Problem statement:
If a line in the entries includes "building", show that line.

____ Provided entries

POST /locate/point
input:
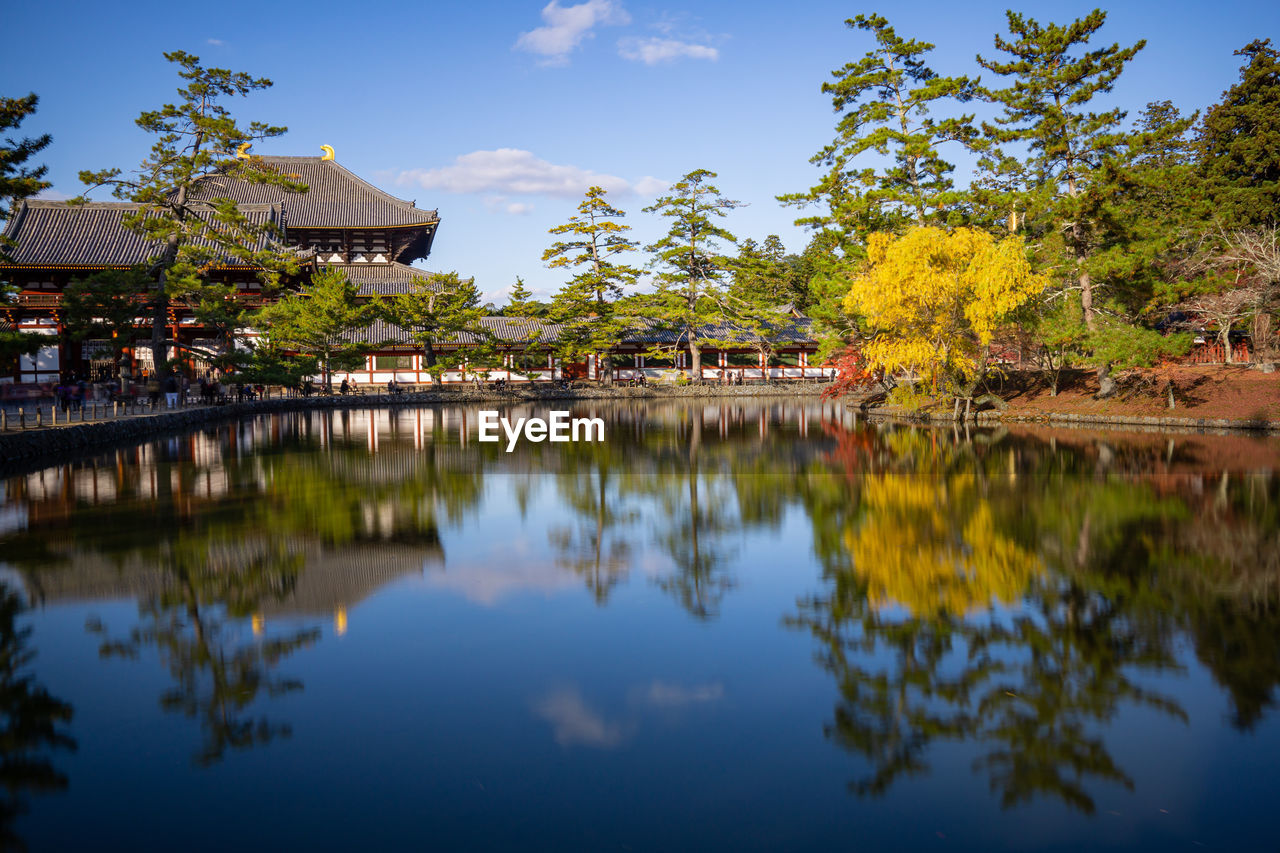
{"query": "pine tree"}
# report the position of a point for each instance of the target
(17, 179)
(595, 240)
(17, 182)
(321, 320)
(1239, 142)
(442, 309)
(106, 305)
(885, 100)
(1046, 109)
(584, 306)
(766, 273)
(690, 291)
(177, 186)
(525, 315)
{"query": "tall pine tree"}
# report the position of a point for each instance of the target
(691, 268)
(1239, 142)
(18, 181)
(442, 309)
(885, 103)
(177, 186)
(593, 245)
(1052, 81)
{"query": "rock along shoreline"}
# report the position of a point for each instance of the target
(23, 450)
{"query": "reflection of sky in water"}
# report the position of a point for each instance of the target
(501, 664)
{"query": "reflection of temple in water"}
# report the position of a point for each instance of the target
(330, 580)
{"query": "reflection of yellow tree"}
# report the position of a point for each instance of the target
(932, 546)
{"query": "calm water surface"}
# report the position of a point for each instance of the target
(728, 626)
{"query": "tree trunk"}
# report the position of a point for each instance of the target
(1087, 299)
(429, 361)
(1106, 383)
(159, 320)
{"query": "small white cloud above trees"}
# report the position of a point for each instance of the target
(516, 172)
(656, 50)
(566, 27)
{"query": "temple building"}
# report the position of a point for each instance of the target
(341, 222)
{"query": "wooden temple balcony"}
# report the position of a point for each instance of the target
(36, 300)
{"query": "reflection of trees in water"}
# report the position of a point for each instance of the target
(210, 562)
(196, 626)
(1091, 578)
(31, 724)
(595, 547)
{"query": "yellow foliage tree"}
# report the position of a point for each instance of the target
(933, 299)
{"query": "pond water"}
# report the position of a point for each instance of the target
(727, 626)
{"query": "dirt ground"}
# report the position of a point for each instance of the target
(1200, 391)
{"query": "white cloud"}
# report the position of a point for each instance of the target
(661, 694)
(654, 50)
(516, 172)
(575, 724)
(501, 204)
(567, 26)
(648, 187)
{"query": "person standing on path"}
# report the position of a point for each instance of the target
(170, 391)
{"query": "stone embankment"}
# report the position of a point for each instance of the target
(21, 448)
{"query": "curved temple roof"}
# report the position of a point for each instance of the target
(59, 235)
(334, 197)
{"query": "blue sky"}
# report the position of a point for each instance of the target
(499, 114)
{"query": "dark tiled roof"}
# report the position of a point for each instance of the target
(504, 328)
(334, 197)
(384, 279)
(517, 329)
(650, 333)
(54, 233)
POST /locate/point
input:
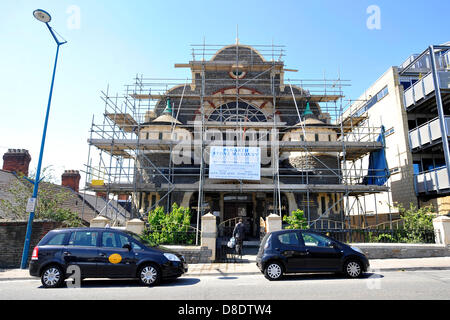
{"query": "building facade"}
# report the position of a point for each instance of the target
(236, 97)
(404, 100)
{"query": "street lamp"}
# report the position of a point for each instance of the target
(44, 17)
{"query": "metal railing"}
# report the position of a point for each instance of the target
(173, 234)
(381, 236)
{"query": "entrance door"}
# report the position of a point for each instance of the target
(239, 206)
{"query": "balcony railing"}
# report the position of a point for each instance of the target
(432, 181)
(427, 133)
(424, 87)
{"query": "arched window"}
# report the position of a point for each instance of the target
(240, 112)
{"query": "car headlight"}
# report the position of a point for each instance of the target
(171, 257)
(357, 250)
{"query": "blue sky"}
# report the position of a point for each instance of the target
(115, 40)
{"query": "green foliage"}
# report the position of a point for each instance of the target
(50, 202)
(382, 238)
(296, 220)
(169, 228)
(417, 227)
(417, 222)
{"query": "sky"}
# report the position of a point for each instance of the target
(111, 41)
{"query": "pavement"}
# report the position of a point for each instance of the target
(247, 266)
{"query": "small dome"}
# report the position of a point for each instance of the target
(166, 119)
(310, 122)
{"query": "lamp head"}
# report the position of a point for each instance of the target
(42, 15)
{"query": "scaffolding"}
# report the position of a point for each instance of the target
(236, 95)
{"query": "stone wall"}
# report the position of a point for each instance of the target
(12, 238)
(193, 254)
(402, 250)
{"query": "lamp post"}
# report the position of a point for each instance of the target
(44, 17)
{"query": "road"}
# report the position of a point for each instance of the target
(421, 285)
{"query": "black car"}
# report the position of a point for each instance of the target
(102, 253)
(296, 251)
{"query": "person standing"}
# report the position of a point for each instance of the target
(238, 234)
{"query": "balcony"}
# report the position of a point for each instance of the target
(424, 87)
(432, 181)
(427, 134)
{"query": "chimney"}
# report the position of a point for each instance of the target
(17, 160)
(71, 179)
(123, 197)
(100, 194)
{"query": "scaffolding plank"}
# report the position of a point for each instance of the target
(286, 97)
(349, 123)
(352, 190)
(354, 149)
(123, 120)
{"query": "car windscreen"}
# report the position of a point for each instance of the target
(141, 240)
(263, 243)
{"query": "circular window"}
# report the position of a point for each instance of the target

________

Your solution:
{"query": "temple building"}
{"query": "building facade"}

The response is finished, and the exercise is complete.